DATA PROVIDED:
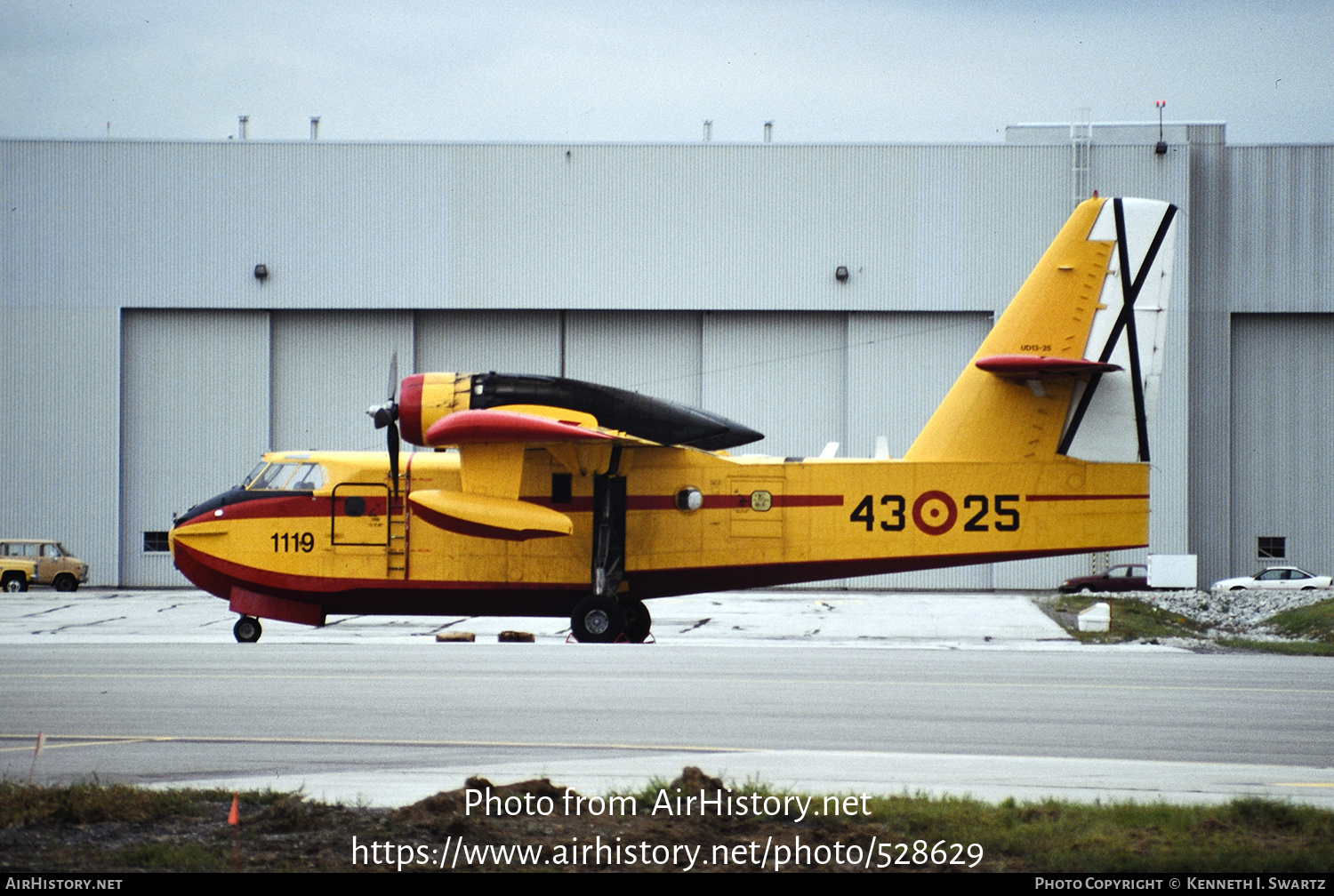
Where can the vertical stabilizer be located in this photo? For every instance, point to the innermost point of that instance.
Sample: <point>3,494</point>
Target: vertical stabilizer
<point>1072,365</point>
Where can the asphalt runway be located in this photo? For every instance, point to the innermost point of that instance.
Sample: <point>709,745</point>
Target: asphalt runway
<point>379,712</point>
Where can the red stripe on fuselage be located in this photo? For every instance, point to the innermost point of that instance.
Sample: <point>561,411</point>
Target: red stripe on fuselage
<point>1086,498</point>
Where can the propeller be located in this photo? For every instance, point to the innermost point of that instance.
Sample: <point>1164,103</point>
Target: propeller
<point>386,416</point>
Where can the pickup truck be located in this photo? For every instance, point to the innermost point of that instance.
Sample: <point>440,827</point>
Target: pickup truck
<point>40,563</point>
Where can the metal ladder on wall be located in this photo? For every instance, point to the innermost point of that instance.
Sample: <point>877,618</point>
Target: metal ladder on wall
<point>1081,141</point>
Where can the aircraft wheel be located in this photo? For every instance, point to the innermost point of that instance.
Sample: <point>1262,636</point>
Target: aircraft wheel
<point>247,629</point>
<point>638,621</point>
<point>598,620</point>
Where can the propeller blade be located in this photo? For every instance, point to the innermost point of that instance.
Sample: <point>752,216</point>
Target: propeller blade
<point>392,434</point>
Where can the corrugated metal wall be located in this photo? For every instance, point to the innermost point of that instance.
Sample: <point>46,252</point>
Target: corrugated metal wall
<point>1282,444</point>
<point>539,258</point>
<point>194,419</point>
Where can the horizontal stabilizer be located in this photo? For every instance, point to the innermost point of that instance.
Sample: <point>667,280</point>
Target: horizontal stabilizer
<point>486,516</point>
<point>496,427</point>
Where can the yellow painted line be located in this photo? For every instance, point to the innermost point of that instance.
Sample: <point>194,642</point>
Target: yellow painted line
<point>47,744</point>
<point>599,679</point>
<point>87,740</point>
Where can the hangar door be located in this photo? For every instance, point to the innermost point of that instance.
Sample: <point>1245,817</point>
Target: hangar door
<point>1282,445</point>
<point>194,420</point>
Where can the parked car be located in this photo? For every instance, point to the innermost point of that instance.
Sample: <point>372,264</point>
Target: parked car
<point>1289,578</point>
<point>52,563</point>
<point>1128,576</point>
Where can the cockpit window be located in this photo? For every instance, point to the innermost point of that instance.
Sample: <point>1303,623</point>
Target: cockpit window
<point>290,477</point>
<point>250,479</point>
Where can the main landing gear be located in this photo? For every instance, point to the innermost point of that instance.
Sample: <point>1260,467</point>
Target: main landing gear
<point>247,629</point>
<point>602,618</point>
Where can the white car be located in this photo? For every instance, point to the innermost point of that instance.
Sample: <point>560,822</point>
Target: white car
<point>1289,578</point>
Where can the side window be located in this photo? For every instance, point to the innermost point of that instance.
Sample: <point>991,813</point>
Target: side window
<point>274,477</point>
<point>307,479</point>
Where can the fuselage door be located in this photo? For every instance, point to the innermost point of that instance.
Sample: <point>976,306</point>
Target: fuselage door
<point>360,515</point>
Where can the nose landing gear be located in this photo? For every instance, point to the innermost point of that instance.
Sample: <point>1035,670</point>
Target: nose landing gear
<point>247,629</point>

WRITTEN TASK: Output every line of all the items above as a JSON list of strings, one string per line, leaving out blank lines and the pictures.

ANSWER TO THIS PROBLEM:
[
  "Where can the vertical stabilizer be located in this photo? For every instance, point to the innermost point of that instance.",
  "Sample: <point>3,494</point>",
  "Target: vertical stabilizer",
  "<point>1072,365</point>",
  "Where can the asphalt runway be located in this photo? For every instance, point to the innermost point of that instance.",
  "Sample: <point>709,745</point>",
  "Target: asphalt runway",
  "<point>379,712</point>",
  "Where can the red stripe on fuselage be located in this photo? For every instance, point to the innermost point of that instance.",
  "Sample: <point>561,411</point>",
  "Target: red stripe on fuselage",
  "<point>1086,498</point>",
  "Where can the propeller be located in this photo? For every instance, point to the innermost point of that instance.",
  "Sample: <point>1164,103</point>",
  "Target: propeller",
  "<point>386,416</point>",
  "Where can the pickup truck be located in this photo? For every instance, point to the innermost point of that instance.",
  "Sample: <point>440,827</point>",
  "Target: pickup truck",
  "<point>40,563</point>",
  "Where can the metal ladder on wall be located in this photo? For every instance, point to the innermost point of that instance.",
  "Sample: <point>877,618</point>",
  "Target: metal ladder on wall",
  "<point>1081,141</point>",
  "Where can the aircraft wheel be located in this photo? For every instance, point to the innermost point of that instance.",
  "Sample: <point>1262,636</point>",
  "Target: aircraft wheel",
  "<point>247,629</point>",
  "<point>638,621</point>",
  "<point>598,620</point>",
  "Where can the propeller blade be located in this photo? For every instance, point to the innermost point of that instance.",
  "Sample: <point>752,216</point>",
  "Target: propeller blade",
  "<point>392,434</point>",
  "Where can the corrugated metal wall be located in this photo? For every instance, point to the innermost point of that instance.",
  "Sample: <point>46,252</point>",
  "Target: corrugated metal wall",
  "<point>1282,444</point>",
  "<point>539,258</point>",
  "<point>194,419</point>",
  "Where can the horizontal stabilizer be located in this photo? For every instance, point to the innermost point of that instance.",
  "Sample: <point>667,280</point>",
  "Target: horizontal stabilizer",
  "<point>486,516</point>",
  "<point>496,427</point>",
  "Where can the yellow painted line be located in this photo? For every instance, point to the innermost point of that instance.",
  "Sample: <point>194,642</point>",
  "Target: yellow painted line",
  "<point>47,744</point>",
  "<point>599,679</point>",
  "<point>87,740</point>",
  "Where can the hangar door be located in this photo? For every instance, point to the innermost point of that instance.",
  "Sample: <point>1245,817</point>",
  "Target: hangar door",
  "<point>1282,445</point>",
  "<point>194,420</point>",
  "Where can the parked car be located in this photo? For every instance, point to the innermost point of that instance.",
  "Sample: <point>372,264</point>",
  "Target: parked car",
  "<point>1289,578</point>",
  "<point>52,563</point>",
  "<point>1128,576</point>",
  "Where can the cockpit window be located in this photo? For every instance, point to the innermost point of that instance.",
  "Sample: <point>1303,623</point>",
  "Target: cockpit window",
  "<point>290,477</point>",
  "<point>250,479</point>",
  "Where can the main landing gear be located in this photo? For every instance, point to the innermost point of that instance.",
  "Sample: <point>1260,467</point>",
  "Target: main landing gear",
  "<point>247,629</point>",
  "<point>602,618</point>",
  "Where can the white car be located in this photo? For every instance, point to the innermost point of that instance.",
  "Sample: <point>560,822</point>",
  "Target: white car",
  "<point>1289,578</point>",
  "Where can the side window be located in this photo? For every instance, point to the innermost point of that instance.",
  "Sample: <point>991,813</point>",
  "Target: side window",
  "<point>274,477</point>",
  "<point>307,479</point>",
  "Where can the fuselage door be located in this photo? For every instance, point to the innermost point of that instance.",
  "Sample: <point>976,306</point>",
  "Target: fuselage door",
  "<point>360,515</point>",
  "Where can the nose landing gear be located in this photo? For every instance, point to the innermost point of that instance.",
  "Sample: <point>1035,670</point>",
  "Target: nose landing gear",
  "<point>247,629</point>"
]